Exercise text Block Start

Our chosen approach is based on manual resuscitators, e.g. Ambubags, an elastomer balloon that can be compressed manually to deliver tidal volumes of up to1 l of room air or an oxygen-enriched mixture to intubated adults. Ambubags are for single-patient use, cheap (can be less than ten USD), and available in large quantities in most major healthcare facilities.
Schematic of HDVent system
All components directly in contact with the patient are single-use (orange). An optional monitoring unit (red) can be attached to the main device (blue) to display ventilation parameters, alarm thresholds and time traces.
The HDVent is designed for a low maintenance, long endurance performance. Driven by a NEMA 34 stepper motor rated at 4 Nm holding torque, the Ambubag can be compressed with low wear and a long lifetime of all mechanical parts. We were strongly inspired by the MIT Emergency Ventilator project.
The compression system consists of two mechanical arms. Both arms are actuated by gear wheels. We fix one arm and allow the other one to rotate on a ball bearing. A second bearing on the end of a crank mounted on the motor shaft runs on the flat upper surface of the pivoting arm, forcing it to rotate. Apart from the off-the-shelf ball bearings the only part subject to friction is the running surface of the actuated arm. This simple design allows manufacturing both the arms and the mounting and base plate from the same 10mm aluminum stock, for example with a water jet. The CAD file for the assembly can be downloaded here.
We work with the Dräger Oxylog 2000 Ventstar® breathing circuit and the AmbuSPUR II system, but other resuscitators can be used. The bag takes in room air or optionally oxygen-enriched room air via a reservoir. It is followed by a 40 mbar over-pressure safety valve and 2 metres of flexible hose. Near the patient a membrane Y-Valve separates in- from exhaled air, which is critical to reduce dead volume in the breathing circuit. The open end of the Y-Valve is piloted with a mechanical valve from the Ambubag system to set the positive end-expiratory pressure (PEEP). The flowrate of in- and exhaled air is monitored with a spirometry tube. The pressure is picked up near the patient mouth piece using two thin (2mm ID) hoses connected to the HDvent. We measure the pressure relative to atmosphere and the differential pressure P2 – P1 across a thin mesh in the spirometry tube, which is directly proportional to the flow. A HEPA filter between the valve and the patient ensures that the in- and exhaled air is free of virus material and particulate contaminants. All parts in contact with the patient or breathable air are available commercially and approved for clinical use.

Exercise text Block End
Data provided Block Start

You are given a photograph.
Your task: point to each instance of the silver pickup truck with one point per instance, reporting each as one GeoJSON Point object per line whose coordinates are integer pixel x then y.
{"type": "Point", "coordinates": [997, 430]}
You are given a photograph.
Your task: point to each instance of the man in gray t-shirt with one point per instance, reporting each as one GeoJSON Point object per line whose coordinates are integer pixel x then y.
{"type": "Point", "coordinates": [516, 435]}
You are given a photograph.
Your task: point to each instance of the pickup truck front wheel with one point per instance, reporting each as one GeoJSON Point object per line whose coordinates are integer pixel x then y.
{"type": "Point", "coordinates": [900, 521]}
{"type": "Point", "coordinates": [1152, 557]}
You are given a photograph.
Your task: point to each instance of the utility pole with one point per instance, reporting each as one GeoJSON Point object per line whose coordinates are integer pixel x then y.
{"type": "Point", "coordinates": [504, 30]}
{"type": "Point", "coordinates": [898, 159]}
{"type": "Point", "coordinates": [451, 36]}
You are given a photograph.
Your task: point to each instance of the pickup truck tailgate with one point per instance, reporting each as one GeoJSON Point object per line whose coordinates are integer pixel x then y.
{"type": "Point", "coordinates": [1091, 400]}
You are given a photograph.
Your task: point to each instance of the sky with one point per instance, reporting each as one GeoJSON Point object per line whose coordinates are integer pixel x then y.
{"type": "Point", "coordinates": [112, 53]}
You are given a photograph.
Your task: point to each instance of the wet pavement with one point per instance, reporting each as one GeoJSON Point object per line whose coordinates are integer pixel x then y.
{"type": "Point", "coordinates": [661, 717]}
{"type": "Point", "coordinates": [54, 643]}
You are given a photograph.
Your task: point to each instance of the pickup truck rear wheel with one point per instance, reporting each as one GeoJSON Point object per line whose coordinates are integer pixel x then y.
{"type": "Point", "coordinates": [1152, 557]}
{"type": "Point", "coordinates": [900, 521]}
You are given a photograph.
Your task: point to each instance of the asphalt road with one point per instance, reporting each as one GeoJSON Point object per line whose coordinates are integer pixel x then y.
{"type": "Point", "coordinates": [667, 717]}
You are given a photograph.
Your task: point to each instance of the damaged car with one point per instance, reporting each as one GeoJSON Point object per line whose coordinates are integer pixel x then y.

Data provided Block End

### Study questions:
1: List every color given in the HDVent text's schematic description, along with what each color marks.
2: Print the portion of the HDVent text between "Schematic of HDVent" and "and time traces.", inclusive.

### Task-by-task answers:
1:
- Orange: all components directly in contact with the patient, which are single-use
- Red: an optional monitoring unit
- Blue: the main device

2:
Schematic of HDVent system
All components directly in contact with the patient are single-use (orange). An optional monitoring unit (red) can be attached to the main device (blue) to display ventilation parameters, alarm thresholds and time traces.